According to the excerpt on parameter declarations, how is an identifier taken when it could be treated either as a typedef name or as a parameter name?

### Text excerpt
+===+
If, in a parameter declaration, an identifier can be treated either as a typedef name or as a parameter name, it shall be taken as a typedef name.

A declaration of a parameter as "function returning type" shall be adjusted to "pointer to function returning type", as in 6.3.3.1.

If the invocable declarator is not part of a definition of that invocable, parameters can have incomplete type and can use the [*] notation in their sequences of declarator specifiers to specify variable length array types.

The storage-class specifier in the declaration specifiers for a parameter declaration, if present, is ignored unless the declared parameter is one of the members of the parameter type list for the definition of the invocable. The optional attribute specifier sequence in a parameter declaration appertains to the parameter.

On entry to the invocable, the size expressions of each variably modified parameter and typeof operators used in declarations of parameters are evaluated and the value of each argument expression is converted to the type of the corresponding parameter as if by assignment. (Array expressions and function designators as arguments were converted to pointers before the call.)

After all parameters have been assigned, the invocable statement list is executed.

Upon return to its invoker/caller from either finishing the execution of its body or returning, an invocable can either return nothing (indicated by the return type void) or return a value of object type (6.8.7.5). Unless otherwise specified, if the end of the invocable body is reached (such as the terminating {), and the value of the function call is used by the caller, the behavior is undefined.
+===+
### Records in a dataset
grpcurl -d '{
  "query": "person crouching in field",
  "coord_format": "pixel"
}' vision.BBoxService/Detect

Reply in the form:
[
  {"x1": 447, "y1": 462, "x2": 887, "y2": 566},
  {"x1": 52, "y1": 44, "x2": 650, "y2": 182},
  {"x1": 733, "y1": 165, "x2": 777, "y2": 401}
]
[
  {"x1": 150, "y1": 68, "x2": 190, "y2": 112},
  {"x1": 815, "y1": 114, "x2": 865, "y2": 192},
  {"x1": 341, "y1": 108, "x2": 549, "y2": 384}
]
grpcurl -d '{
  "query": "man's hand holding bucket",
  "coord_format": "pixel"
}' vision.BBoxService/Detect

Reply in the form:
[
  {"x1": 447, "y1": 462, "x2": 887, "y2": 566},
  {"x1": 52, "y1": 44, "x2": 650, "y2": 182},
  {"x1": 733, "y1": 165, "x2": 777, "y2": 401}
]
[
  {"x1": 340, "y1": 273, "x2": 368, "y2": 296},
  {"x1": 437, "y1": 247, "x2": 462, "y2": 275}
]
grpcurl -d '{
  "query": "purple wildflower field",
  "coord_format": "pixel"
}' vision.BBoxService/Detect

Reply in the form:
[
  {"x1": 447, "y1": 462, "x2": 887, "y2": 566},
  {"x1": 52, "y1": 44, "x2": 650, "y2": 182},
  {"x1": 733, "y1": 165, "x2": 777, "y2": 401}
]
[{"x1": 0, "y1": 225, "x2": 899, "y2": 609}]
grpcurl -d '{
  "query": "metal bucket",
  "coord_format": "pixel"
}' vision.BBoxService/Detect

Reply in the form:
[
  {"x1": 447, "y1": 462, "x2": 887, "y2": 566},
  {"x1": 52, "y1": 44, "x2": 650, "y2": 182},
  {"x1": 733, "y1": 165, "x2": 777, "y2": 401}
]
+===+
### Result
It is taken as a typedef name.